▶ Objective: Which lines of the items below contain the word "pectoral"? List every such line, copied in full, and treat the match as case-sensitive.

▶ Source records:
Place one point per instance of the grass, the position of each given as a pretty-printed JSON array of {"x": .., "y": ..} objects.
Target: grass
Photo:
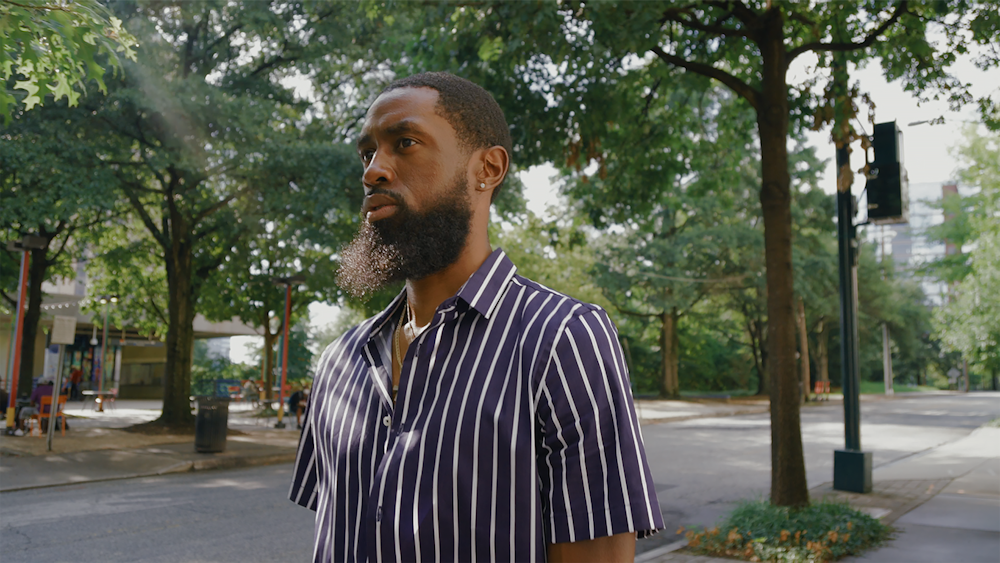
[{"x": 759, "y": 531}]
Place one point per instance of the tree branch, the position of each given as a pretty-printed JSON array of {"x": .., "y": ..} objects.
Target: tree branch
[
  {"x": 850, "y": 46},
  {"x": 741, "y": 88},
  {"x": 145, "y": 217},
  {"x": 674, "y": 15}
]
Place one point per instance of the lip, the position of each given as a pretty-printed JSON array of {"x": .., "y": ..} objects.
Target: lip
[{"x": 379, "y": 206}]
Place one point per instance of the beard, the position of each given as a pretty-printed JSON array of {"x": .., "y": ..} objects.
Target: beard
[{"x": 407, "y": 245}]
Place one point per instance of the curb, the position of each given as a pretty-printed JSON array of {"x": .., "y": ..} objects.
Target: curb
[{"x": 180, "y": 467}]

* * *

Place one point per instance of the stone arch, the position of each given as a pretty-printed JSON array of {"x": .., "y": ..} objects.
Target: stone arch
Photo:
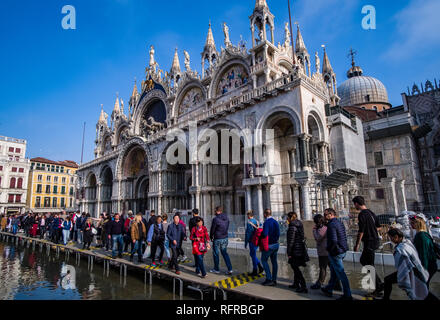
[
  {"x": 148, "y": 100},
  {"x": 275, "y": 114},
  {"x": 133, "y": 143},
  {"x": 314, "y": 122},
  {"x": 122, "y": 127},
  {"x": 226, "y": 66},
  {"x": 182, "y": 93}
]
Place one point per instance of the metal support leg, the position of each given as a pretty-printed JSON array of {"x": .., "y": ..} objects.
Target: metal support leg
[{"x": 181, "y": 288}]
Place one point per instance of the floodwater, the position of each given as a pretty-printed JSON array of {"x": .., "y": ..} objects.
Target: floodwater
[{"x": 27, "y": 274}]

...

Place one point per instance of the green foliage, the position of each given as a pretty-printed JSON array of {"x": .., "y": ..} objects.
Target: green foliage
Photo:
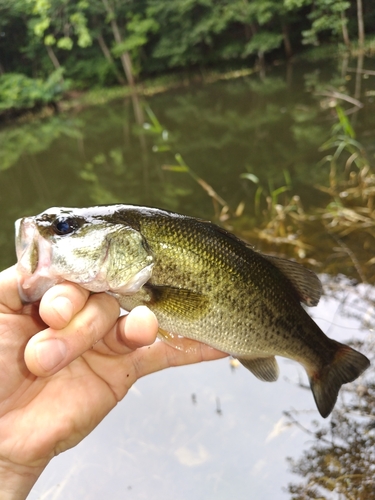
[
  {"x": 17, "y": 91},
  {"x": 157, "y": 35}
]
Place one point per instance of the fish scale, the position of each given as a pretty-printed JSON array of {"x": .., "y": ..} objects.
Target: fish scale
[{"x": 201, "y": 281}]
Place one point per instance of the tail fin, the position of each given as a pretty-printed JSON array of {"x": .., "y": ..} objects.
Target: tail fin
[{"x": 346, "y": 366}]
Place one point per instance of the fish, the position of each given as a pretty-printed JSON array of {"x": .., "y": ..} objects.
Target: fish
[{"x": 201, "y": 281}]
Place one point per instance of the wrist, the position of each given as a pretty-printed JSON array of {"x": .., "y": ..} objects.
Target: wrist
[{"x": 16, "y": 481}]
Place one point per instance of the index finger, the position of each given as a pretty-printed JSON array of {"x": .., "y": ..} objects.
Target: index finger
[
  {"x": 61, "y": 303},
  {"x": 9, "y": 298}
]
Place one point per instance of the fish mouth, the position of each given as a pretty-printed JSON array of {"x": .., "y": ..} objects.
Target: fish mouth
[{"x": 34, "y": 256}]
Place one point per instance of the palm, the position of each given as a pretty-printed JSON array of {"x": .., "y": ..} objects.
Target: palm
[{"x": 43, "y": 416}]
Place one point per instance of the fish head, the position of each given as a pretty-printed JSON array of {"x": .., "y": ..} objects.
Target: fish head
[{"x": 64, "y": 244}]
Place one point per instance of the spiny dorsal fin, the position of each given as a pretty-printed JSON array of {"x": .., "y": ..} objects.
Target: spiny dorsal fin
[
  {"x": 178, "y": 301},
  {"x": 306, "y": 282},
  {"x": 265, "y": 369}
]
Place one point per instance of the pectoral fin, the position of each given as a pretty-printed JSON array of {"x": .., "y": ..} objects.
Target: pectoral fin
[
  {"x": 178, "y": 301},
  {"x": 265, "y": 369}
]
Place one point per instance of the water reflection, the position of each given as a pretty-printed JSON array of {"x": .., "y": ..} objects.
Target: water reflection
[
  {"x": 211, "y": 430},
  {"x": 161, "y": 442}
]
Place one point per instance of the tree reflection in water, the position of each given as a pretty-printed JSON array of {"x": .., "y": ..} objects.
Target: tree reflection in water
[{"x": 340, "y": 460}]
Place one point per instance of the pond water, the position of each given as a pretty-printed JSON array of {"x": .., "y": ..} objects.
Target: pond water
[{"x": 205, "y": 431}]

▶ Output for this task:
Place one point per instance of the pectoral fin, the position of each given as a pretty-printed JSON array of {"x": .., "y": ..} objects.
Target: pectoral fin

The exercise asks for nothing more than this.